Point-annotation data:
------------------------------------------------------------

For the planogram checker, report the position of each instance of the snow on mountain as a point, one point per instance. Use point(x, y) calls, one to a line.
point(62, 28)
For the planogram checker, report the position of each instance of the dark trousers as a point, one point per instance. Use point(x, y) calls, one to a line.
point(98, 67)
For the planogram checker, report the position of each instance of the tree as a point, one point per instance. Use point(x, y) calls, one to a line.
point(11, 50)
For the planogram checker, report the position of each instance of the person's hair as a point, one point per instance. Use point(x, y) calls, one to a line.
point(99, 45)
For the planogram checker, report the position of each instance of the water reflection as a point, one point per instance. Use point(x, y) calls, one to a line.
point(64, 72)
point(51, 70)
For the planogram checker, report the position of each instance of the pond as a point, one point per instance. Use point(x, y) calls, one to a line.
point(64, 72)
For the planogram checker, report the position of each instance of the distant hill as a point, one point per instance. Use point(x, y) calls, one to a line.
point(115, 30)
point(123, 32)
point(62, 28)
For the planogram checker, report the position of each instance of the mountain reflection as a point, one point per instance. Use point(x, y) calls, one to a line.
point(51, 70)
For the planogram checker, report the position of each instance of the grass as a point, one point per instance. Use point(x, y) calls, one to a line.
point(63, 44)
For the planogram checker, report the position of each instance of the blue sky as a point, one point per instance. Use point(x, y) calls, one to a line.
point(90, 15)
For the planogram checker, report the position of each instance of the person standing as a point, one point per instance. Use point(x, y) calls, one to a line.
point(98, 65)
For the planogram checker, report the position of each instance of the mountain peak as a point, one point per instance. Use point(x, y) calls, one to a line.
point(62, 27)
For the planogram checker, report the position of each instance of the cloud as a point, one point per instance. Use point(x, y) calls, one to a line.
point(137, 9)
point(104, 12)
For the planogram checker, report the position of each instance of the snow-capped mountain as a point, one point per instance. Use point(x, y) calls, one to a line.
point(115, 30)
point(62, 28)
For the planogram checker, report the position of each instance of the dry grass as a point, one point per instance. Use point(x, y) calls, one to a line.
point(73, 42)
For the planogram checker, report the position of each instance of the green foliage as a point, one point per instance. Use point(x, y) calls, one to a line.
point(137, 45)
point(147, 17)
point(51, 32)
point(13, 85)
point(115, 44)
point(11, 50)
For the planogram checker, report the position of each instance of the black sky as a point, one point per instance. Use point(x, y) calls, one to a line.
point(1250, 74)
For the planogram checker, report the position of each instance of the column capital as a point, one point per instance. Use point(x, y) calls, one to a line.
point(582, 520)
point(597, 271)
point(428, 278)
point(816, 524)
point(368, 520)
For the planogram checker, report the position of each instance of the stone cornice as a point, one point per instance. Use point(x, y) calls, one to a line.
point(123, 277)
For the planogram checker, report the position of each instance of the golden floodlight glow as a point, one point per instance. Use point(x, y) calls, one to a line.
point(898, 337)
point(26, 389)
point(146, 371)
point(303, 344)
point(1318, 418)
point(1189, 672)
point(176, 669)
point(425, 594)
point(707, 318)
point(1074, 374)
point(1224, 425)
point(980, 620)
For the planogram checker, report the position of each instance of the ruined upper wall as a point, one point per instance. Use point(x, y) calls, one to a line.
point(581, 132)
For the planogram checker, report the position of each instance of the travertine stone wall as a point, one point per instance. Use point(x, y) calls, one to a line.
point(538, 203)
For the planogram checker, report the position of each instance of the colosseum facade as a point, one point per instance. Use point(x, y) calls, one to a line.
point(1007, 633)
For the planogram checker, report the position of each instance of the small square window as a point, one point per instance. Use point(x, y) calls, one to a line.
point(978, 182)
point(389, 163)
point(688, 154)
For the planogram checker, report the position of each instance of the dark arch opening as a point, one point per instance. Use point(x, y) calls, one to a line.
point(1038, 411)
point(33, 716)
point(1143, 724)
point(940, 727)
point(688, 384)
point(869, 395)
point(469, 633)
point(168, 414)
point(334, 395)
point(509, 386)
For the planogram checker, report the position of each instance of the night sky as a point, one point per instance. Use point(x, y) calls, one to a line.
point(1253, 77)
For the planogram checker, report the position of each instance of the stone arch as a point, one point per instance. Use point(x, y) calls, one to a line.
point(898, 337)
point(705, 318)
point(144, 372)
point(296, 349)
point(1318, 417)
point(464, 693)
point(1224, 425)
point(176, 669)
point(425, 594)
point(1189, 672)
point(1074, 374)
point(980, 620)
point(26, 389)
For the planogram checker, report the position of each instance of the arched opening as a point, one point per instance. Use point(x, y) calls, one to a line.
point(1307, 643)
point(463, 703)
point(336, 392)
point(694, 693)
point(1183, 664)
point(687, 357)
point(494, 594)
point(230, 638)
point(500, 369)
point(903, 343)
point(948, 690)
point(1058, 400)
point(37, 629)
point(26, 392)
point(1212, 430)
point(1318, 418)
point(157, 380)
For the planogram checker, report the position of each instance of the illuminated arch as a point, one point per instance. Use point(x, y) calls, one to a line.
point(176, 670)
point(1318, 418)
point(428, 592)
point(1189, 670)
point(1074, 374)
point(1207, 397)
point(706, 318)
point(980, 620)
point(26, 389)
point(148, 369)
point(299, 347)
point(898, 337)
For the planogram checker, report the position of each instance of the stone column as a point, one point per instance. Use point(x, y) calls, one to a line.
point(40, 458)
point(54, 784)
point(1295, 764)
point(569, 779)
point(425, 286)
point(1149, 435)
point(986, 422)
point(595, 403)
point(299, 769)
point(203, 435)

------------------------------------------------------------

**WHAT IS BEING ASKED:**
Put all of the lines above into a numbered list, leaving out any blank lines.

**OUTPUT FOR THIS EXERCISE:**
1. For the planogram checker, report the position of each instance of the snow on mountain as a point, one point per instance. Use point(x, y) calls, one to a line.
2. point(62, 28)
3. For the planogram checker, report the position of each instance of the dark trousers as a point, one point per instance. Use point(x, y) calls, one to a line.
4. point(98, 67)
5. For the planogram checker, report the position of each instance of the tree as a point, one point per instance. Use point(x, y) calls, one to a line.
6. point(11, 50)
7. For the planogram checker, report the position of each instance of the person's hair as a point, one point per instance. Use point(x, y) calls, one to a line.
8. point(99, 45)
9. For the planogram checker, report the position of each instance of the water reflection as a point, one point per instance. Use point(x, y) calls, one to a line.
10. point(64, 72)
11. point(51, 70)
12. For the planogram checker, report the position of each instance of the pond as a point, one point per instance. Use point(x, y) calls, one to a line.
13. point(64, 72)
14. For the planogram checker, report the position of each instance of the distant hill as a point, one point per instance. Use point(x, y) calls, one to a line.
15. point(115, 30)
16. point(123, 32)
17. point(62, 28)
18. For the planogram checker, report the position of each instance of the mountain reflection as a point, one point per instance. Use point(x, y) calls, one to a line.
19. point(51, 70)
20. For the planogram checker, report the position of each instance of the grass as a point, one point per instance. Use point(x, y) calls, one to a line.
21. point(63, 44)
22. For the planogram checker, report the position of each instance of the blue sky as a point, one point per instance. Use point(x, y) calls, one to a line.
23. point(90, 15)
24. For the planogram checker, report the position of each instance of the person standing as a point, one point per instance. Use point(x, y) calls, one to a line.
25. point(98, 65)
26. For the planogram checker, report the position of each instance of the mountain peak as a point, one point per instance. Use point(x, y) calls, one to a line.
27. point(62, 27)
28. For the planogram checker, report the position of each instance of the cloud as a point, one point per instance. Use point(x, y) calls, one to a line.
29. point(137, 9)
30. point(104, 12)
31. For the planogram checker, report the position of each instance of the snow-capped mountain as a point, one point per instance. Use point(x, y) calls, one to a line.
32. point(115, 30)
33. point(62, 28)
34. For the planogram checker, report the position of each instance of the dry grass as a point, one point per instance. Use point(x, y) calls, one to a line.
35. point(73, 42)
36. For the planogram checker, report the position of each instance of the green foliage as a point, one point per instance. Use point(x, y) calls, one to a line.
37. point(137, 45)
38. point(147, 17)
39. point(51, 32)
40. point(13, 85)
41. point(115, 44)
42. point(11, 50)
43. For the planogram checker, report the position of each instance of the black sky as a point, one point per instance. Use point(x, y) calls, one to a line.
44. point(1250, 74)
45. For the planogram checker, report the position of each instance of the column capital as a point, one point per instance. Use point(x, y) calls, one to a line.
46. point(582, 520)
47. point(597, 271)
48. point(428, 278)
49. point(816, 524)
50. point(368, 520)
51. For the planogram checker, report the position of each instance of the stone cornice as a point, one point per instance. Use point(x, y) calls, one to a line.
52. point(123, 277)
53. For the planogram checker, report the position of each instance of the golden floodlight glow as a point, one point per instance. Use point(x, y) calls, one to a line.
54. point(898, 337)
55. point(26, 389)
56. point(146, 371)
57. point(303, 344)
58. point(1318, 418)
59. point(1189, 672)
60. point(176, 669)
61. point(425, 594)
62. point(707, 318)
63. point(1074, 374)
64. point(1224, 425)
65. point(980, 620)
66. For the planogram checker, report the position of each instance of the ruined upper wall as a point, one point per instance. Use point(x, y) calls, one to a line.
67. point(581, 132)
68. For the planogram checker, report the position of each instance of the travertine stone wall as a point, one point per instance. Use point(x, y) calls, one to a line.
69. point(538, 203)
70. For the planogram checker, report the position of each instance of the colosseum facade as a point, one point per instance. Use point(x, y) calls, one to a line.
71. point(1007, 633)
72. For the planogram checker, report the position of each instance of the small square window as a point, one point per instance. Use point(x, y) calls, one to a line.
73. point(978, 182)
74. point(389, 163)
75. point(688, 154)
76. For the planogram checker, report the position of each instance of the dark arch opening as a point, one point per instance. Use point(x, y) calls, one to a line.
77. point(1038, 411)
78. point(33, 716)
79. point(1143, 724)
80. point(940, 727)
81. point(688, 384)
82. point(869, 395)
83. point(469, 633)
84. point(168, 414)
85. point(334, 395)
86. point(509, 386)
87. For the planogram checker, report the position of each instance of the night sky as a point, one point per instance. Use point(x, y) calls, one to a line.
88. point(1253, 77)
89. For the planogram checker, report the position of each instance of the stone arch as a point, one point per instance. Use point(x, y) calls, one to a line.
90. point(898, 337)
91. point(705, 318)
92. point(144, 372)
93. point(296, 349)
94. point(1318, 417)
95. point(464, 693)
96. point(1224, 425)
97. point(176, 669)
98. point(425, 594)
99. point(1189, 672)
100. point(1074, 374)
101. point(980, 620)
102. point(26, 389)
103. For the planogram checker, report the position of each instance of the arched opening as a point, one point per instance. Use point(x, y) calls, one to a line.
104. point(1307, 643)
105. point(463, 703)
106. point(336, 392)
107. point(694, 693)
108. point(1183, 664)
109. point(687, 357)
110. point(494, 594)
111. point(230, 638)
112. point(500, 369)
113. point(903, 343)
114. point(948, 690)
115. point(1058, 400)
116. point(37, 629)
117. point(26, 392)
118. point(1212, 430)
119. point(1318, 418)
120. point(157, 380)
121. For the planogram checker, report the position of each instance of the illuminated arch as a point, one point per instance. Use point(x, y) calls, one to a line.
122. point(176, 670)
123. point(1318, 418)
124. point(428, 592)
125. point(1189, 670)
126. point(1074, 374)
127. point(1207, 397)
128. point(706, 318)
129. point(980, 620)
130. point(26, 389)
131. point(148, 369)
132. point(299, 347)
133. point(898, 337)
134. For the planogram checker, report the position of each instance of the stone column as a point, one point per instance. Use point(x, y) calls, one to a line.
135. point(40, 458)
136. point(54, 784)
137. point(1295, 764)
138. point(569, 779)
139. point(425, 286)
140. point(1149, 435)
141. point(986, 422)
142. point(595, 403)
143. point(299, 769)
144. point(203, 435)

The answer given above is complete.